PASSAGE GIVEN:
Finally there is a special parameter type called multimodal, which is a special way to define methods (tools) that can work on multiple types of input. The default multimodal type just allows pasting either text or binary, but it is fully customizable with the above defined language and MIME type constraints, and can also include structured data. By using multimodal types, and not just modelling the same input using custom data types, Golem can map these definitions better to MCP concepts.

The simplest version just accepts either an arbitrary text, or an arbitrary binary:

textOrBinary(input: Multimodal) { ... }

fn text_or_binary(&self, input: Multimodal) -> Multimodal { input }

def textOrBinary(input: MultimodalItems.Basic): Future[MultimodalItems.Basic]

pub fn MyAgent::text_or_binary(
  self : Self,
  input : @types.Multimodal[TextOrBinary],
) -> String { ... }

We can add a third option in the form of a structured data type to this:

type MyStructuredType = { ...}
textOrBinaryOrStructured(input: MultimodalCustom<MyStructuredType>) { ... }

#[derive(Schema)]
struct MyStructuredType { /* ... */ }

fn text_or_binary_or_structured(
    &self,
    input: MultimodalCustom<MyStructuredType>,
) -> MultimodalCustom<MyStructuredType> { input }

final case class MyStructuredType(/* ... */)
object MyStructuredType { implicit val schema: Schema[MyStructuredType] = Schema.derived }

def textOrBinaryOrStructured(
  input: MultimodalItems.WithCustom[MyStructuredType]
): Future[MultimodalItems.WithCustom[MyStructuredType]]

#derive.golem_schema
pub(all) struct MyStructuredType { /* ... */ }

pub fn MyAgent::text_or_binary_or_structured(
  self : Self,
  input : @types.Multimodal[CustomModality[MyStructuredType]],
) -> String { ... }

Or we can fully customize the multimodal behavior by defining our own variant type it maps to:

export type TextOrImage =
  | { tag: 'text'; val: UnstructuredText<['en', 'de'>] }
  | { tag: 'image'; val: UnstructuredBinary<['image/jpeg', 'image/png']> };
fullyCustom(input: MultimodalAdvanced<TextOrImage>) { ... }

#[derive(AllowedLanguages)]
enum TextLang { En, #[code("de")] German }

#[derive(AllowedMimeTypes)]
enum ImageType {
    #[mime_type("image/jpeg")] Jpeg,
    #[mime_type("image/png")] Png,
}

#[derive(Schema, MultimodalSchema)]
enum TextOrImage {
    Text(UnstructuredText<TextLang>),
    Image(UnstructuredBinary<ImageType>),
}

fn fully_custom(
    &self,
    input: MultimodalAdvanced<TextOrImage>,
) -> MultimodalAdvanced<TextOrImage> { input }

sealed trait TextLang
object TextLang {
  @golem.runtime.annotations.languageCode("en")

WHAT YOU SHOULD DO: Print the portion of the passage on multimodal parameters from "Finally there is" up to and including "to MCP concepts.", with no changes.

MATERIAL PROVIDED:

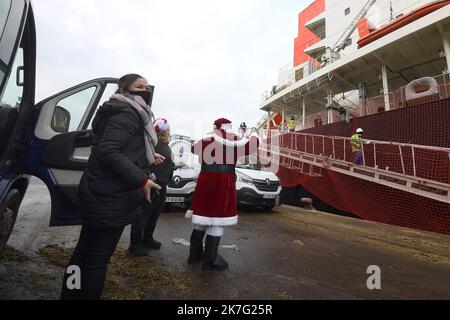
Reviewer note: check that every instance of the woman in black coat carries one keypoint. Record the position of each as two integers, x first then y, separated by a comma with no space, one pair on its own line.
114,185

FULL OUTPUT:
Finally there is a special parameter type called multimodal, which is a special way to define methods (tools) that can work on multiple types of input. The default multimodal type just allows pasting either text or binary, but it is fully customizable with the above defined language and MIME type constraints, and can also include structured data. By using multimodal types, and not just modelling the same input using custom data types, Golem can map these definitions better to MCP concepts.